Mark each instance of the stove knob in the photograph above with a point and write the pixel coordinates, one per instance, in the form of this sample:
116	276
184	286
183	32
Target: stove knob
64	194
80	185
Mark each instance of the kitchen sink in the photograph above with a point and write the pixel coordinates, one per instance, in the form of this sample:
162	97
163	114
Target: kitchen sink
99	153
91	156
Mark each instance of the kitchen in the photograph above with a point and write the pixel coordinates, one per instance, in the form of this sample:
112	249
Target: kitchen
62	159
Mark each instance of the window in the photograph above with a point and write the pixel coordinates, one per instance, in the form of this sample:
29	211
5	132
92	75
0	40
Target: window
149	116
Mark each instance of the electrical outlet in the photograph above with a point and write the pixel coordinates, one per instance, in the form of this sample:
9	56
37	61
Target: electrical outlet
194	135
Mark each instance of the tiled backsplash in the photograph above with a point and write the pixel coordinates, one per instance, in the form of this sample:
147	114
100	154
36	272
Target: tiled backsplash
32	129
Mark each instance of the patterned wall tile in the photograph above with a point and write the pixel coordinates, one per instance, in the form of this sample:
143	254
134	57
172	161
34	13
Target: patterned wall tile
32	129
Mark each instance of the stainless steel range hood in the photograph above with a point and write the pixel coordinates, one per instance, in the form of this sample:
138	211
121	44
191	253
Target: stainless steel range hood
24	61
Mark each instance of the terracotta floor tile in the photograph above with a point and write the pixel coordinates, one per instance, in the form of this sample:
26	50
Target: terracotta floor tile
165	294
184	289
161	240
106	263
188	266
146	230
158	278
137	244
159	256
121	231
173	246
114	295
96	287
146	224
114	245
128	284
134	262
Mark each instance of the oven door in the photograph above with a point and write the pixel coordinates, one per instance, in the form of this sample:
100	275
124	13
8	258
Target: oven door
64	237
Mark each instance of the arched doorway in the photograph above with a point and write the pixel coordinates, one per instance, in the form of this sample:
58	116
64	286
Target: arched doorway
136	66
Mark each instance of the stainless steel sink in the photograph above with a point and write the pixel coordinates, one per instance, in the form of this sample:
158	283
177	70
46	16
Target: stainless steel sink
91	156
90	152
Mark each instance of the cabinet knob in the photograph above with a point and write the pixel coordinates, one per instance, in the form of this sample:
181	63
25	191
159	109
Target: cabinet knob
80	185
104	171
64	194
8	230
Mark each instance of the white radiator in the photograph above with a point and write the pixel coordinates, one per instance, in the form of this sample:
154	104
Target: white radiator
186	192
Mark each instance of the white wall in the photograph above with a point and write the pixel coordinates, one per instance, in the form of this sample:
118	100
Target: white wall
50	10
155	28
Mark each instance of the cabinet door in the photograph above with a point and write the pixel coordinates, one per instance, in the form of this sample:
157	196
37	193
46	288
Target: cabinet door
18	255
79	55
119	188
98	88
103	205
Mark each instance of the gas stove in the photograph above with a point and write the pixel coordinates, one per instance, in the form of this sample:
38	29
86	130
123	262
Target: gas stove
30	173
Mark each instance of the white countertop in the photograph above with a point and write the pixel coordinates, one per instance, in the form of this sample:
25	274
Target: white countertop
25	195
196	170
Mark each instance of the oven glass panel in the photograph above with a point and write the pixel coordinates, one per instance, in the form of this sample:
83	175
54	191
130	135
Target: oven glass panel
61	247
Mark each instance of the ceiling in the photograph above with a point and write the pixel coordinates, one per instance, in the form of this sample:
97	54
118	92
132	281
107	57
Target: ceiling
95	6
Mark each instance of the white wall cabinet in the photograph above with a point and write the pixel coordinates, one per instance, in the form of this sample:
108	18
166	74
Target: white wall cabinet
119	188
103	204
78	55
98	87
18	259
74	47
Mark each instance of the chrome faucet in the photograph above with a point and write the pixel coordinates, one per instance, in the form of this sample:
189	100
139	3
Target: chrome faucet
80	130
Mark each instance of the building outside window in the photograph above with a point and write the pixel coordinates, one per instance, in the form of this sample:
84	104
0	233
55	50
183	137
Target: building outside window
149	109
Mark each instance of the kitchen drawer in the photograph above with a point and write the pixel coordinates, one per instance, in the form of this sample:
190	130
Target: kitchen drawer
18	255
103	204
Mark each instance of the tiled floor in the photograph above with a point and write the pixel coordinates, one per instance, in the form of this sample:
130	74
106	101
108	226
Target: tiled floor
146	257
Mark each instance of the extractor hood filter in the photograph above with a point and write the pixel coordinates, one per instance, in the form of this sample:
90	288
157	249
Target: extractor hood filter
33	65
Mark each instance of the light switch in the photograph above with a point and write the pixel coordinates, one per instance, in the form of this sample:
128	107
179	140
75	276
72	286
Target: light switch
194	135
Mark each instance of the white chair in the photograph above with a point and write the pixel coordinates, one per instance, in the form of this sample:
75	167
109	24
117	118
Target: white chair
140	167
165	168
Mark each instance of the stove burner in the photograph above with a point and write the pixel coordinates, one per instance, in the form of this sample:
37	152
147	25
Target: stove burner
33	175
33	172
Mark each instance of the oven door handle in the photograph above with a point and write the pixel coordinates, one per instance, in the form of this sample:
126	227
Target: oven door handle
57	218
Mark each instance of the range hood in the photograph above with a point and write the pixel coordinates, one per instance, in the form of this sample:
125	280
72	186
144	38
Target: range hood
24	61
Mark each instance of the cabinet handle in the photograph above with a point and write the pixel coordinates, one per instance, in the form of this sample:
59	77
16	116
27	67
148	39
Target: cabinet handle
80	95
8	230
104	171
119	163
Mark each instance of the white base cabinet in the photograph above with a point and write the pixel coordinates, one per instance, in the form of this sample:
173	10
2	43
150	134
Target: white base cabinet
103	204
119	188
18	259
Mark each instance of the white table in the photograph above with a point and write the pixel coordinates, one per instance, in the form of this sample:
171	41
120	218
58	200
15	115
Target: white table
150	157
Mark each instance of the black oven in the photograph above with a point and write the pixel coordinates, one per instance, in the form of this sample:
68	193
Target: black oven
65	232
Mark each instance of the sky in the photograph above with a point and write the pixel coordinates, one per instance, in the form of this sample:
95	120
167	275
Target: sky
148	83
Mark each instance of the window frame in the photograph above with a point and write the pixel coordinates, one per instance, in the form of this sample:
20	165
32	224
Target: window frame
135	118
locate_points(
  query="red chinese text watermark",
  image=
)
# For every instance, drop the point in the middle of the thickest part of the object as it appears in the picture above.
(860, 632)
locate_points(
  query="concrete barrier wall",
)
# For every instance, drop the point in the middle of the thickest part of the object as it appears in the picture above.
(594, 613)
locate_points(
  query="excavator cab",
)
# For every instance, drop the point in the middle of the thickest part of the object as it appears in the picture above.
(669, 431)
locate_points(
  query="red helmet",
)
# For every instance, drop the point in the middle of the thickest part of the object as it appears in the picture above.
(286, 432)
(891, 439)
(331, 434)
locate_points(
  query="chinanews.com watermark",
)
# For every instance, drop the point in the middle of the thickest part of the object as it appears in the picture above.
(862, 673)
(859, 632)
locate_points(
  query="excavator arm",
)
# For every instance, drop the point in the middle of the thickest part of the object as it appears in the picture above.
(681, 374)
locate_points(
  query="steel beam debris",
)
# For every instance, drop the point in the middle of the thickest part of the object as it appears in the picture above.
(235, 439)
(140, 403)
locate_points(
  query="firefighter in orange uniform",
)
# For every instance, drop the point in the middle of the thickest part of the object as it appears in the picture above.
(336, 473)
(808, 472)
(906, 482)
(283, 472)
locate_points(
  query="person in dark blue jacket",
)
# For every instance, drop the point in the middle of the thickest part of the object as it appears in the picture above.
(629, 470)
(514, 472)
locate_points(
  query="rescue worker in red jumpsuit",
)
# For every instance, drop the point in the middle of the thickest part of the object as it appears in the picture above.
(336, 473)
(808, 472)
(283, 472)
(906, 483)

PROBLEM: Copy out all lines of the material above in which "watermark" occurs.

WORKED SOLUTION:
  query="red chinese text watermark",
  query="chinanews.com watermark",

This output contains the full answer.